[Data listing]

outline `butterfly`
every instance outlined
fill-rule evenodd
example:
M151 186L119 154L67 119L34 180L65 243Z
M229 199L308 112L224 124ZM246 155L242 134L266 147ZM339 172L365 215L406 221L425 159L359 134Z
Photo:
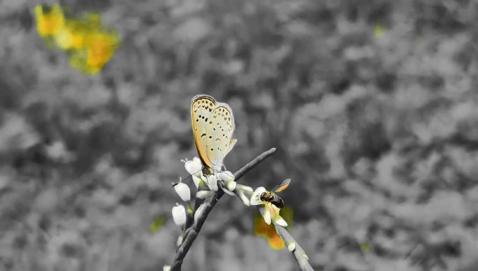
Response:
M234 117L227 103L209 95L193 97L191 120L194 142L206 175L221 171L226 155L234 147Z

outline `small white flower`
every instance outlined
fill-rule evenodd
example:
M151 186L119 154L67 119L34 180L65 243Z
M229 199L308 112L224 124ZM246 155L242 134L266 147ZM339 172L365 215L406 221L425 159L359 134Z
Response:
M234 175L231 171L221 171L217 173L217 179L228 182L234 180Z
M277 225L287 227L287 222L279 214L280 209L269 202L261 200L261 195L264 192L267 192L264 187L258 187L251 196L251 205L262 205L259 207L259 212L268 224L273 221Z
M289 243L289 244L287 244L287 249L291 252L294 251L294 250L296 249L296 242L291 242Z
M196 223L198 221L198 219L199 217L201 217L201 214L204 212L204 208L205 207L206 203L204 203L199 205L199 207L198 210L196 210L196 212L194 212L194 223Z
M176 241L176 247L180 247L181 244L182 244L182 235L179 235Z
M261 195L267 192L266 188L263 186L258 187L251 196L251 205L259 205L259 204L263 204L264 203L261 200Z
M198 188L199 187L199 183L201 182L201 178L197 177L194 175L192 175L192 178L193 178L193 182L194 182L194 186L196 186L196 189Z
M193 158L192 160L184 162L184 168L186 168L186 170L193 176L201 178L203 175L201 170L203 164L201 163L201 159L196 156Z
M251 197L251 193L252 193L252 188L242 184L236 184L234 193L238 195L245 205L247 206L250 205L249 198Z
M210 190L201 190L198 191L198 193L196 193L196 197L198 198L204 199L206 198L209 198L212 195L214 195L214 191L212 191Z
M187 184L184 182L180 182L174 186L174 190L182 200L185 202L191 200L191 191Z
M209 189L212 191L217 191L217 178L215 175L208 175L205 177L206 184Z
M171 213L173 213L173 220L176 225L182 226L186 224L186 209L184 206L176 203L176 206L173 207Z

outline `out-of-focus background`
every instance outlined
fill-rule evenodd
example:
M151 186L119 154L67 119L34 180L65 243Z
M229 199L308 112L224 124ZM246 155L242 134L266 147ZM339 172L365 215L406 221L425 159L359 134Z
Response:
M292 179L316 270L478 268L476 1L60 1L121 37L94 74L40 36L40 3L0 1L0 270L171 263L198 94L233 110L229 170L277 148L241 182ZM223 197L183 269L297 270L256 213Z

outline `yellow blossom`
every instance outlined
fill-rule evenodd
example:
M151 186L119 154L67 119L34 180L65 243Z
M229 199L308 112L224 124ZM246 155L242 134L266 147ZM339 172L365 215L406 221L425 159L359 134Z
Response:
M284 241L277 235L274 226L266 224L260 215L254 215L254 232L267 239L269 245L274 249L283 249L285 247Z
M36 29L42 36L55 36L59 33L65 24L61 8L57 3L51 7L45 5L35 6Z

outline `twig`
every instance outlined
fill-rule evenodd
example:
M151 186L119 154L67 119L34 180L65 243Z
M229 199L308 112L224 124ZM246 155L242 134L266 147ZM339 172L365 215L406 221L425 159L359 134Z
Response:
M289 251L294 255L300 268L300 270L314 271L314 269L309 263L309 257L305 254L305 251L300 247L297 241L294 239L292 235L289 233L287 230L277 224L274 224L274 226L275 226L275 230L277 232L277 234L285 242Z
M261 155L256 157L254 160L247 163L241 169L236 171L234 173L234 178L237 182L241 177L246 174L249 170L252 170L258 163L263 161L266 158L269 157L272 154L275 152L275 148L272 148L267 152L263 152ZM196 240L198 236L198 233L201 231L201 228L203 227L204 221L208 218L208 215L211 212L214 206L216 205L217 201L222 197L224 192L222 190L218 190L213 196L206 200L205 206L203 213L198 217L197 221L196 221L189 228L188 228L184 233L184 239L182 240L182 244L179 247L176 251L176 255L174 257L174 262L173 265L171 265L171 271L180 271L181 265L182 264L182 261L186 256L186 254L189 251L192 243Z

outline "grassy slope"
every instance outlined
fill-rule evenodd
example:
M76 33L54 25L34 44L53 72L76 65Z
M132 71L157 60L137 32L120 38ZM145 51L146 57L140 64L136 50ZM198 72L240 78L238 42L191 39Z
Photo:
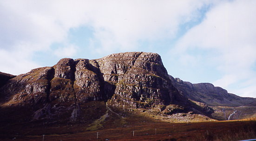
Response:
M104 118L90 123L18 124L16 129L20 130L19 135L5 137L1 134L0 140L11 141L15 137L15 141L40 141L42 135L45 135L45 141L237 141L256 138L255 118L178 123L163 122L145 116L144 112L135 112L136 114L118 115L109 111L107 116L101 116ZM4 129L1 128L0 131ZM5 128L5 131L11 129Z

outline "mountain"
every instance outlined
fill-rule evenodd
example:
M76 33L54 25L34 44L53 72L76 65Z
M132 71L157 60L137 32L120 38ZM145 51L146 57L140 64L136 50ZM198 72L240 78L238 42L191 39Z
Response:
M9 80L15 76L16 76L11 74L0 72L0 87L4 86Z
M42 124L59 127L79 123L90 130L125 126L129 119L224 120L224 113L230 116L236 110L231 107L254 106L256 101L209 83L192 84L174 79L168 75L160 56L152 53L121 53L94 60L63 58L53 67L17 76L0 73L0 77L3 78L0 130L7 127L13 134L25 124L34 129L29 132L36 132L35 125ZM244 113L255 108L247 106Z
M216 119L241 119L255 116L255 98L241 97L210 83L192 84L171 75L169 77L182 95L193 101L204 103L214 110L212 116Z

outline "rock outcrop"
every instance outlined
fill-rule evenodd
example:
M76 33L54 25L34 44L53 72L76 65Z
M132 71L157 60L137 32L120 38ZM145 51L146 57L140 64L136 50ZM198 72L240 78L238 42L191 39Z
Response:
M243 98L228 93L227 90L208 83L192 84L169 75L172 84L187 98L213 106L252 105L256 98Z
M3 81L0 87L1 109L23 108L31 111L26 114L30 114L27 119L30 121L86 121L91 120L89 115L99 117L106 110L114 112L110 107L210 116L213 110L205 104L210 100L203 99L204 95L231 95L210 84L192 84L175 79L168 74L159 55L142 52L91 60L63 58L53 67L6 77L8 81ZM97 109L104 112L95 112ZM7 115L11 114L6 111Z
M16 76L11 74L0 72L0 87L4 86L9 80L11 79L15 76Z

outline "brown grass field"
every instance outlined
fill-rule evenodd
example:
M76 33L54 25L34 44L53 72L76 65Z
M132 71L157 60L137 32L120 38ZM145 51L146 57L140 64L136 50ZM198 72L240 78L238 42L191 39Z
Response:
M256 138L255 118L240 121L170 123L159 121L139 122L127 119L111 121L102 129L88 130L79 124L59 127L46 126L29 129L23 127L19 135L1 134L1 141L238 141ZM129 122L131 123L129 123ZM107 123L108 125L110 123ZM19 128L22 128L20 126ZM18 127L17 127L18 128ZM22 130L22 129L20 129ZM1 129L2 130L2 129ZM134 136L133 132L134 131ZM98 134L97 138L97 132ZM10 136L11 135L12 136Z

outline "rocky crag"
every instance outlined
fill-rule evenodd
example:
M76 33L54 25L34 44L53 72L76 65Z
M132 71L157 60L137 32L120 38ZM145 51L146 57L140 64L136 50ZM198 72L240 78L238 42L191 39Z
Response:
M137 110L180 119L185 116L181 113L214 118L207 104L226 105L218 97L215 103L203 97L216 90L218 92L211 96L232 96L223 100L227 104L255 101L241 103L237 96L210 84L179 81L168 74L160 55L152 53L118 53L91 60L64 58L53 67L17 76L0 74L6 78L0 86L1 123L17 122L20 117L19 122L92 123L107 117L110 111L118 114Z
M216 119L228 120L255 116L255 98L241 97L210 83L192 84L171 75L169 77L182 95L213 109L212 116Z

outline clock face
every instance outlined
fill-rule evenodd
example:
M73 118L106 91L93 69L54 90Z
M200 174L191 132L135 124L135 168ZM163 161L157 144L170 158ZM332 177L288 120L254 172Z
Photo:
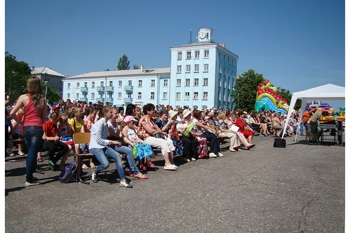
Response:
M204 39L206 37L206 33L204 32L202 32L199 33L199 38L201 39Z

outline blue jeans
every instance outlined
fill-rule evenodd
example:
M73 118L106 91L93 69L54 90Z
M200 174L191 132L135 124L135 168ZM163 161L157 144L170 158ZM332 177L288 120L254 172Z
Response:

### The task
Copy the data word for word from the very first line through the line containing "M234 117L227 103L209", including both of those lines. Leave the pictures out of your copy.

### Final result
outline `butterfly`
every instance outlined
fill-rule evenodd
example:
M151 186L119 154L67 119L34 180L65 243Z
M229 199L308 112L224 124ZM246 155L242 134L266 147ZM339 172L365 215L406 221L425 159L359 134Z
Photo:
Response:
M234 117L227 103L209 95L193 97L191 120L194 142L206 175L221 171L226 155L234 147Z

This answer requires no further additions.